-- start of Data in this exercise --

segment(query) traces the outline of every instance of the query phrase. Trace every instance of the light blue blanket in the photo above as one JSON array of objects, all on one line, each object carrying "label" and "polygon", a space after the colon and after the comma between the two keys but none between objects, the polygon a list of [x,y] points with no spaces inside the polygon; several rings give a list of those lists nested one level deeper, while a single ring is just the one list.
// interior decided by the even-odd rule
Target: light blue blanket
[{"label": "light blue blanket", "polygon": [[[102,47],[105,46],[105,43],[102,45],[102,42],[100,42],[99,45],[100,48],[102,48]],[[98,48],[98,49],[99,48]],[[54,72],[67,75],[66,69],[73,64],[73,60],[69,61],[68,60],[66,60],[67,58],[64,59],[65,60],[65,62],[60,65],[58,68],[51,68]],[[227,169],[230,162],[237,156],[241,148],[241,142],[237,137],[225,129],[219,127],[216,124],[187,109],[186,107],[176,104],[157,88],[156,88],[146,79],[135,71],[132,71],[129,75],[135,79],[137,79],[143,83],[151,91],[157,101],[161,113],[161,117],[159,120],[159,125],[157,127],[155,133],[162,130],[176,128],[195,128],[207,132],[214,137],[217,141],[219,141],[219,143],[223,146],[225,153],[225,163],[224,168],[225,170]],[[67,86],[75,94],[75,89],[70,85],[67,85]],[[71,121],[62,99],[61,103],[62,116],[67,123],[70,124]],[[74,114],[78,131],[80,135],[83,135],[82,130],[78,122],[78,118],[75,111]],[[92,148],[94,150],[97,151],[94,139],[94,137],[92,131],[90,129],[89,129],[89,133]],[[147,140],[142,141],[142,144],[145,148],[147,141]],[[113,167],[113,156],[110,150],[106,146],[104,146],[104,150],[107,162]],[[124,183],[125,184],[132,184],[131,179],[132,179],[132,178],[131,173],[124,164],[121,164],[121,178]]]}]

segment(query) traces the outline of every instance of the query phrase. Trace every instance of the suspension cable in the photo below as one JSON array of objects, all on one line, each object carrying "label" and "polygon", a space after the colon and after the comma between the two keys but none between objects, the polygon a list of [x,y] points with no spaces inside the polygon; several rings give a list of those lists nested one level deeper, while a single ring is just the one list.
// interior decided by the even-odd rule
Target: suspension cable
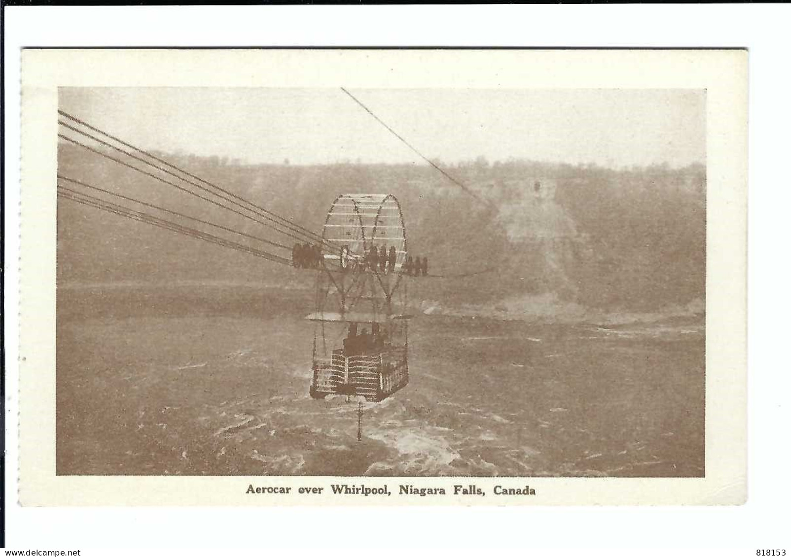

-- end of Data in this exercise --

Rewrite both records above with "even-odd rule" replaced by "nonzero winding rule" and every other character left as is. Leave the pictures out of your answer.

segment(query) traces the outline of every instance of the query phrase. Trace every instance of the light blue blanket in the photo above as one JSON array of objects, all on one line, each object carrying "label" and "polygon", a space after the colon and after the comma between the two keys but none between objects, the polygon a list of [x,y] points with no spaces inside the polygon; several rings give a list of those lists nested one level deeper, while a single ring is just the one list.
// interior decided by the nonzero winding rule
Target: light blue blanket
[{"label": "light blue blanket", "polygon": [[[102,47],[105,46],[105,43],[102,45],[102,42],[100,42],[99,45],[100,48],[102,48]],[[98,48],[98,49],[99,48]],[[54,72],[67,75],[66,69],[73,64],[73,60],[69,61],[68,60],[66,60],[67,58],[64,59],[65,60],[65,62],[60,65],[58,68],[51,68]],[[227,169],[230,162],[237,156],[241,148],[241,142],[237,137],[225,129],[219,127],[216,124],[187,109],[186,107],[176,104],[157,88],[156,88],[146,79],[135,71],[132,71],[129,75],[135,79],[137,79],[143,83],[151,91],[157,101],[161,113],[161,117],[159,120],[159,125],[157,127],[155,133],[162,130],[176,128],[195,128],[207,132],[214,137],[217,141],[219,141],[219,143],[223,146],[225,153],[225,163],[224,168],[225,170]],[[67,86],[75,94],[75,89],[70,85],[67,85]],[[71,121],[62,99],[61,103],[62,116],[67,123],[70,124]],[[74,114],[78,131],[80,135],[83,135],[82,130],[78,122],[78,118],[75,111]],[[92,148],[94,150],[97,151],[94,139],[94,137],[92,131],[90,129],[89,129],[89,133]],[[147,140],[142,141],[142,144],[145,148],[147,141]],[[113,167],[113,156],[110,150],[106,146],[104,146],[104,150],[107,162]],[[124,183],[125,184],[132,184],[131,179],[132,179],[132,178],[131,173],[124,164],[121,164],[121,178]]]}]

segment(query) traces the outline of every instance of the query phrase. Trace every instance of the suspension cable in the photo below as one JSON array of objects, all on one line, each object carrying "label" and "polygon", a space after the colon and after the comma between the two keys but none between objects, the polygon a list of [x,y] points with no spaces inside the polygon; several rings give a list of those lists nested one level deeper, while a single ring is just the one list.
// interior decided by the nonzero winding rule
Target: suspension cable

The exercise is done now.